***** Document excerpt *****
Friday, September 26, 2008


“How will we make it? We have nothing to lose now. It is all gone…”

As money evaporated with the market problems everyone was more than a little worried what would happen. How would they go on? Even people without great Stock Portfolios wondered what would happen.

My parents were both in their early childhood when 1929 – on Black Tuesday – October 28 & 29th. My mom was 8 years old then. Dad was about 12 years old. They went through the transition from the Roaring Twenties to the Dirty Thirties – and survived successfully.

How could that be? The answer is simple I believe. There was treasure buried within the family. The treasure was not something you could put you fingers on – like gold or silver or even cash. It was treasure that came from your ability to do something with your life or hands.

I have stated this before… “Don’t be afraid to learn something new.” It was my Dad’s special survival technique – his ‘mantra’. He was able to move through life with an ability to adapt to whatever was thrown his way.

In Saskatchewan, World War II was thrust into his early working dreams and changed everything for him. His first real jobs began as a farm hand working for others at pay that would be a pittance. Then opportunity came to join the war effort and he began work in a factory making large guns as a lathe operator/machinist.

With the end of the W.W. II he began a job in a small community in the town garage. It would begin his journey toward being a journeyman mechanic. In that job he would also do the machine shop work operating a lathe doing various jobs.

Later through another opportunity opening in front of him, he would be hired at the new and growing Government Garage – that worked on the large fleet of Government Vehicles that fanned out across the Province of Saskatchewan.

In a shift of moods within the Province, the political elements changed. In his mid fifties he would lose his job as mechanic at the Government Garage. The newly elected Liberal Government shut the whole thing down and sent all Government vehicles to Liberal Supporter’s garages.

Dad lived his mantra again and found a new job as a Machinist with a place called Brandt Electric and then the very large Stelco – a prairie steel company. His job was to operate huge lathes that machined the fine rollers for rolling steel sheets.
***** Dataset entries *****
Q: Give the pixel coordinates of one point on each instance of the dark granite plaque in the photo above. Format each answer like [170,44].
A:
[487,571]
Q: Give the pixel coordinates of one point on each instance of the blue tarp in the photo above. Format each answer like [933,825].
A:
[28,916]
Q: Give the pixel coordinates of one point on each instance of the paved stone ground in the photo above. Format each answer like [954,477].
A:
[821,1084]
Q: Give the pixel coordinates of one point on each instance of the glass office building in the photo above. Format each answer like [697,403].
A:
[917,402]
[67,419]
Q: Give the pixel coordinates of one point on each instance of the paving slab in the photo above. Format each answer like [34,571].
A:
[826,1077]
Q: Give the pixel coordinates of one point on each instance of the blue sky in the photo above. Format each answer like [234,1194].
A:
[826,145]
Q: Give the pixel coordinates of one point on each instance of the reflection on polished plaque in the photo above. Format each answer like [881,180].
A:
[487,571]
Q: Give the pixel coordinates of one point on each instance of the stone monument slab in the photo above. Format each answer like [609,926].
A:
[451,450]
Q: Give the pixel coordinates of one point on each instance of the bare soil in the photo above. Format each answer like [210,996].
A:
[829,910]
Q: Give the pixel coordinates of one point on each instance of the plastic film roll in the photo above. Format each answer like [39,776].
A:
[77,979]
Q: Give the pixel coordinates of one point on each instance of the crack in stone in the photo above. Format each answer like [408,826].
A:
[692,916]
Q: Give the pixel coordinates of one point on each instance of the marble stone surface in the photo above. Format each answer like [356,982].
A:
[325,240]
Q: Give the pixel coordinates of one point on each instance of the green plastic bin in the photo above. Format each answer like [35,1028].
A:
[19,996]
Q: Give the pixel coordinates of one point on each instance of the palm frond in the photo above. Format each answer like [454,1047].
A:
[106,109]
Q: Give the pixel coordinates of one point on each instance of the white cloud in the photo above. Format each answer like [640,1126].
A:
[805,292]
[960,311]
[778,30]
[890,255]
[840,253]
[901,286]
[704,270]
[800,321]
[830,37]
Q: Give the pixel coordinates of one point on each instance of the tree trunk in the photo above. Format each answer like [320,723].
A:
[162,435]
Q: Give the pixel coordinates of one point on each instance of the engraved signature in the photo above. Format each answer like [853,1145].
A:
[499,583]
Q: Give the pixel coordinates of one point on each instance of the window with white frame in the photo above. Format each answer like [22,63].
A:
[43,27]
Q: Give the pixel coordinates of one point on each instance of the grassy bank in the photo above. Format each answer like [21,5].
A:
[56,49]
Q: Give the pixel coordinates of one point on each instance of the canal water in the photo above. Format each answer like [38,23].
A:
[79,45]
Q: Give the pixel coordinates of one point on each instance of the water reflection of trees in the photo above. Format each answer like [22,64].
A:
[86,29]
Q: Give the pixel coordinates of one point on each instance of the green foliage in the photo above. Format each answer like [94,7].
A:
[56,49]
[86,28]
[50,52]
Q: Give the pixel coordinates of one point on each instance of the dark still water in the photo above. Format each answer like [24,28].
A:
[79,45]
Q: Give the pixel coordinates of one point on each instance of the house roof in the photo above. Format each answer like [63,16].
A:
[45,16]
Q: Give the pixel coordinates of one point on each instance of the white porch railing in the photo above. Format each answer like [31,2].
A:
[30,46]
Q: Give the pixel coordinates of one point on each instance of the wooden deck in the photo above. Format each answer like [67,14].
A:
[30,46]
*****
What is asked:
(1) Return the stretch of the post about the father's working life from "With the end" through "Province of Saskatchewan.", copied word for word.
(2) Continue the post about the father's working life, starting after its final sentence.

Exercise responses:
(1)
With the end of the W.W. II he began a job in a small community in the town garage. It would begin his journey toward being a journeyman mechanic. In that job he would also do the machine shop work operating a lathe doing various jobs.

Later through another opportunity opening in front of him, he would be hired at the new and growing Government Garage – that worked on the large fleet of Government Vehicles that fanned out across the Province of Saskatchewan.

(2)
The look in his eyes as he described his new job was amazing. There was new fire as he learned a new craft of huge machines. He wrote his papers for and qualified for a Journeyman Machinist in this job. Amazing for a man his age.

All the while he built The Lincoln Motor repair business that he was so well known for over many years.

Time went on and a new position opened at the Provincial Jail in Regina. It was not a glamorous position in my mind. He was to be the maintenance man for the whole place. His description was simple, “When a toilet is broken, I fix it. When a jail cell lock doesn’t work I fix it. When the sewage holding tank needs cleaning I clean it.”

I looked at him as if he was crazy. Why would he take that kind of ‘demotion’ in all appearance? Especially when he had achieved his writing of his qualification papers as a Machinist now. Why leave these jobs for this Government Job as Super Janitor? It didn’t make sense at all!

His work with the men inside 0f the jail, the offenders was amazing. Everyone saw his ability to work with the men. Even the dirtiest job like cleaning the putrid sewage holding tanks had men volunteering to work with him. He had built a good relationship with the different guys that he had work for him. The management “saw his ability” and suggested that he apply for another position within the Jail – the Welding Shop Instructor.

Over the years Dad had learned welding as early as the old garages on the farm had existed. He had operated the blacksmithing part of any early garage on the prairies with the Forge and Anvil. His step up to the acetylene tanks and torches had happened years ago. So the new offer was not that hard to accept.

A man that had not yet completed his High School Diploma let alone college of any sort was now the Welding Instructor.

Under the amazing leadership of his Staff Supervisor he not only received his qualifications a Journeyman Welder he also completed his High School equivalency and graduated from High School at around 58 years old. They then offered him the opportunity to go on to University to study more. But that never happened – he planned to retire at 60 years old.

If I sound like I am bragging on my Pop – you bet I am. He was amazing.

Yesterday I re-discovered something that I already knew. Kind of funny actually when I think of it. My Dad was very creative. In 1957 he bought his first good camera. It was a Zeis Ikon, 35 mm camera.

I have been looking through the 1000s of slides that he took. I have also been trying to scan some on to the computer hard drive of my kids and grandkids. Ity is amazing what he did with his small camera.

There is the small boxes of slides is our entire family treasure – hundreds of photos of early times that are forgotten. People that are now long gone – were captured for their children to see… on small 35 mm slides. What a legacy to discover.

I am blessed to witness this long gone treasure again. These old home slide shows that once bored us to death now are soon to be new DVDs for the Lincoln and Kirkpatrick Clans to see.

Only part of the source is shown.